READING PASSAGE
==============================

Tuesday, January 15th, 2008
Today I made a new page on this blog – “Inspirations“. These are some random links which enable me travel around a world or walk in somebody else’s shoes without even moving my lazy ass out of home (or office). Enjoy.
PS. I had to do some programming for that… so let me know if something doesn’t work right… You know, I am not so good with computers and this stuff.
posted in blog-info, in-english | trackback | no comments »
Wednesday, September 5th, 2007
I have added the e-mail subscription functionality. You can find it in the right sidebar. Feel free to test it/use it. Let me know if you have any problems.
posted in blog-info, in-english | trackback | no comments »
Sunday, July 15th, 2007
Switched the blog application from blogger.com (which was sucking) to wordpress.org (which looks better). Please update your bookmarks and RSS feeds. I will work on it more some time in the future to make it look nicer and have more pages. Just be patient.

==============================

THE DATA
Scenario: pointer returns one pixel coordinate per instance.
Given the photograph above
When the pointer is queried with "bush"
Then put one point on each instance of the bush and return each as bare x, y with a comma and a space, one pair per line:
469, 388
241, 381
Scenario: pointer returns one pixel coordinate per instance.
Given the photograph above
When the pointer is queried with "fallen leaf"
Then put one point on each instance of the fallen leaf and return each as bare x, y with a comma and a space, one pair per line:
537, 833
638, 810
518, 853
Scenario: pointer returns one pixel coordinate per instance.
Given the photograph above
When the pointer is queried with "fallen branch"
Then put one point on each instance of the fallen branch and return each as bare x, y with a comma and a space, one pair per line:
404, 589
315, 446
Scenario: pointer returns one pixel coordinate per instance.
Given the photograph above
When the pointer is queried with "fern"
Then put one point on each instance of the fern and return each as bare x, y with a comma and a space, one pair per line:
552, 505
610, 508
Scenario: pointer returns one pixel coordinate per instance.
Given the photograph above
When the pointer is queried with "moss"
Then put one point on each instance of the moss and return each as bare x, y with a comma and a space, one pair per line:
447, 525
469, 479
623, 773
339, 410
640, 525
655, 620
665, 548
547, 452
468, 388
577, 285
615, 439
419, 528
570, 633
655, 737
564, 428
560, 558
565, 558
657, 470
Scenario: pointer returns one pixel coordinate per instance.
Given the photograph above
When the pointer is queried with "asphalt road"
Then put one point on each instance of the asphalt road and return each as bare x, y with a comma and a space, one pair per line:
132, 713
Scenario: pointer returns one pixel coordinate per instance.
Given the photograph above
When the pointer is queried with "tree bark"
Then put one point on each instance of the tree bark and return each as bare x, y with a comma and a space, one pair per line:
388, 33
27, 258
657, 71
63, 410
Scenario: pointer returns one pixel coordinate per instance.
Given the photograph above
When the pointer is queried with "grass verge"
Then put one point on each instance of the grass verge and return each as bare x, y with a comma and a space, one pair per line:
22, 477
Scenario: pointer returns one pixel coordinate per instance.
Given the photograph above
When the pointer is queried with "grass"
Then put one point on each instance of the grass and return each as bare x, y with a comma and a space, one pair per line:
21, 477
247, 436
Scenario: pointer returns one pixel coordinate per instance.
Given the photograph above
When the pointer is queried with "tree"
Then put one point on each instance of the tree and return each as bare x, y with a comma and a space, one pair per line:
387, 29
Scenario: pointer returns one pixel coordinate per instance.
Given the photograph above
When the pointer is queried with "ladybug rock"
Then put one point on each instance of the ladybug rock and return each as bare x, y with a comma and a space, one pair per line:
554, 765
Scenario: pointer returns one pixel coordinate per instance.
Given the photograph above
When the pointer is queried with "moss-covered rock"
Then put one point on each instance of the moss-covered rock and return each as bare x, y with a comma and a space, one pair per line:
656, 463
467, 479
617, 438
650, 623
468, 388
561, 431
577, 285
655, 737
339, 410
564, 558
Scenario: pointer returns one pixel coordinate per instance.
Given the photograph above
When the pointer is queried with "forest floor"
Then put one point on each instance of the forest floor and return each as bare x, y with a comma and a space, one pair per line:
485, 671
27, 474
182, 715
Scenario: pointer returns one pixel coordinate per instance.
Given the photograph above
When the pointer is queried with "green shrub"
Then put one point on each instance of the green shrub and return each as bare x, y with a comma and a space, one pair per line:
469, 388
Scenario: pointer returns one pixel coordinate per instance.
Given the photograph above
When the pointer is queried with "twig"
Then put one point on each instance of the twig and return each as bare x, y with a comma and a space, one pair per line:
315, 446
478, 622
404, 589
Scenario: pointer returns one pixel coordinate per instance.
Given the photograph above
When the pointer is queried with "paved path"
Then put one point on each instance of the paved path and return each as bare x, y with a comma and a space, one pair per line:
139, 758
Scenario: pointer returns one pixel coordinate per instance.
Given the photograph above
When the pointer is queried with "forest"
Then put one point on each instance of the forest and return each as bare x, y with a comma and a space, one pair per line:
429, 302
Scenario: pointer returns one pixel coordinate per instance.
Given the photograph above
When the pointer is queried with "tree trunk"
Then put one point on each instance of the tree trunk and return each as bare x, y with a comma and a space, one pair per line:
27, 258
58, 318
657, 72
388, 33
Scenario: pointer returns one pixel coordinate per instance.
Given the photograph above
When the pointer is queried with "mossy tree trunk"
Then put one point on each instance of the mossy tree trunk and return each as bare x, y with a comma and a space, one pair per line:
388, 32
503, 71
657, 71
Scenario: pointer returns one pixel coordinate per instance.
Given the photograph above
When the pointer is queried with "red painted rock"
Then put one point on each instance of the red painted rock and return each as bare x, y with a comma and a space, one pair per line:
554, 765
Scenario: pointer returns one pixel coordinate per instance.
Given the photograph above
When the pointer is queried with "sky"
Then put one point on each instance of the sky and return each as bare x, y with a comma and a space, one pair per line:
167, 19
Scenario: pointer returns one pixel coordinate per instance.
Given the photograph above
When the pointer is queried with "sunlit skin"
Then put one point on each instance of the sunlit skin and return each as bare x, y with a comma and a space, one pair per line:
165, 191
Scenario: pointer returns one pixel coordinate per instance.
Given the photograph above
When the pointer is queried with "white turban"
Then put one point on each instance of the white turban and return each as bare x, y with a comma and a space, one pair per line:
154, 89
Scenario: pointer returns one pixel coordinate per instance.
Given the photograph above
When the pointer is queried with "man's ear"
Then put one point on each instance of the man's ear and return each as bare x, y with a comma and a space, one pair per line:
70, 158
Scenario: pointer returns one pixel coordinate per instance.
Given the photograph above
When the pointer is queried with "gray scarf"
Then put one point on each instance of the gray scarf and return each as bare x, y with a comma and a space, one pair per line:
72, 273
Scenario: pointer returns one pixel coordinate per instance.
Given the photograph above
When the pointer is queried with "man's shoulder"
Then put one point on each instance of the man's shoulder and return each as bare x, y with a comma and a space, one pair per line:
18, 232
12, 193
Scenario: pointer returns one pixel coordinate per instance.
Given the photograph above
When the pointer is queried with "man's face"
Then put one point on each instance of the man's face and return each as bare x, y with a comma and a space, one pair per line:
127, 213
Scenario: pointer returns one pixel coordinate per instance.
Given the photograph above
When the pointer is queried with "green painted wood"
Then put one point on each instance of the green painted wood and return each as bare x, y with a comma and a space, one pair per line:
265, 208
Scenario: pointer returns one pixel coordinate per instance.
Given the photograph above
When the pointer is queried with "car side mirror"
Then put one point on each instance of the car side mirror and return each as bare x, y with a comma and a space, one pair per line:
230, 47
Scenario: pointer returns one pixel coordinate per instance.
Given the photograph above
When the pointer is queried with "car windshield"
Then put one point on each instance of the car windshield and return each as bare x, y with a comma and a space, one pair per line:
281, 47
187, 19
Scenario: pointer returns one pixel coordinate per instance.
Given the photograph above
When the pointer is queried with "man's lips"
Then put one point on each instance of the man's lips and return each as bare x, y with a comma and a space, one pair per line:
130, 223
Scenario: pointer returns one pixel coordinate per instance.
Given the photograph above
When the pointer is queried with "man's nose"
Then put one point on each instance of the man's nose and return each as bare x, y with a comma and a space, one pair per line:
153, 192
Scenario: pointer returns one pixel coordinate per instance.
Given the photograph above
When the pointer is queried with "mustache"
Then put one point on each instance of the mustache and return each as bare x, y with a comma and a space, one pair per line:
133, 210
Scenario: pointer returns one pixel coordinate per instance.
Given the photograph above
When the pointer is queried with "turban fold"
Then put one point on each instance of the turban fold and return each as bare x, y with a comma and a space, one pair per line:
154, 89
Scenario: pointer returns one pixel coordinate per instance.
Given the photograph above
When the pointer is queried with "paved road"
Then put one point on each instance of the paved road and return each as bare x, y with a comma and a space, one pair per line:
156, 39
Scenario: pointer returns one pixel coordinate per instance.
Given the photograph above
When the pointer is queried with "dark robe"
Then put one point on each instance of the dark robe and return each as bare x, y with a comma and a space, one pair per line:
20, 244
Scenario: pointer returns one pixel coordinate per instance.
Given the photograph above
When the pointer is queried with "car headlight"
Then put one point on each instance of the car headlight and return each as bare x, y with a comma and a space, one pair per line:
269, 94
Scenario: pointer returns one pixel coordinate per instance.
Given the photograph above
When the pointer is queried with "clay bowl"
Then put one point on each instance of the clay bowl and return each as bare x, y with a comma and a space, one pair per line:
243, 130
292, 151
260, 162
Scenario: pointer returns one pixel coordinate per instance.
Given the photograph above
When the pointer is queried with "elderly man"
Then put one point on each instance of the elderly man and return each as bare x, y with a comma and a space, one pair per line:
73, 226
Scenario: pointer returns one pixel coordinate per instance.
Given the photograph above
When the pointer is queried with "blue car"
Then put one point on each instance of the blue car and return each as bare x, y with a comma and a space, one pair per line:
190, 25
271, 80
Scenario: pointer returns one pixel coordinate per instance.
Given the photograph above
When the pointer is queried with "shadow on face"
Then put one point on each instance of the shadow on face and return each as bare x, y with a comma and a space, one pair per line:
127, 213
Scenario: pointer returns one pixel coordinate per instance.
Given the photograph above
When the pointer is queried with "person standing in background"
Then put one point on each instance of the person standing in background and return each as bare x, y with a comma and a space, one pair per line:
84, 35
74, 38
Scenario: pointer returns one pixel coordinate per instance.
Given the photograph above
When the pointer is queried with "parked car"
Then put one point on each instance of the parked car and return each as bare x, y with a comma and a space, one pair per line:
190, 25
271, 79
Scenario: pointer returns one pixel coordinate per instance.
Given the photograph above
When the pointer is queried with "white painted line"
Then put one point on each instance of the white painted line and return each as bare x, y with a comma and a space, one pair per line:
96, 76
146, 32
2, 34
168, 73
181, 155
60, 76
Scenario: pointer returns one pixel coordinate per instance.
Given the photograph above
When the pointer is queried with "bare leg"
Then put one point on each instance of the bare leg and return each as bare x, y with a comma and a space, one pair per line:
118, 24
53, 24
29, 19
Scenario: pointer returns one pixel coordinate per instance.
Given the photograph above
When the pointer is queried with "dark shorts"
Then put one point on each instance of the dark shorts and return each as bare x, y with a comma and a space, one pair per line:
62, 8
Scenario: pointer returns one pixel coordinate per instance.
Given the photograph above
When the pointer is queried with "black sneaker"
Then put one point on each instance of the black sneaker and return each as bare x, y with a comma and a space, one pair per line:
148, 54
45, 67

==============================

EXPLORE THE MATERIAL
• 1. In the blog posts, where can readers find the e-mail subscription?
• 2. Please quote the blog posts from the words containing "PS. I had to" through "Just be patient.".
• 3. Shorten the paragraph of the blog posts that begins "Switched the blog application" and keep its main facts.

RESPONSES PER TASK
• 1. In the right sidebar.

• 2.
PS. I had to do some programming for that… so let me know if something doesn’t work right… You know, I am not so good with computers and this stuff.
posted in blog-info, in-english | trackback | no comments »
Wednesday, September 5th, 2007
I have added the e-mail subscription functionality. You can find it in the right sidebar. Feel free to test it/use it. Let me know if you have any problems.
posted in blog-info, in-english | trackback | no comments »
Sunday, July 15th, 2007
Switched the blog application from blogger.com (which was sucking) to wordpress.org (which looks better). Please update your bookmarks and RSS feeds. I will work on it more some time in the future to make it look nicer and have more pages. Just be patient.

• 3. The blog moved from blogger.com, which was working badly, to the better-looking wordpress.org. Readers should update their bookmarks and RSS feeds. More work on its look and more pages will come later.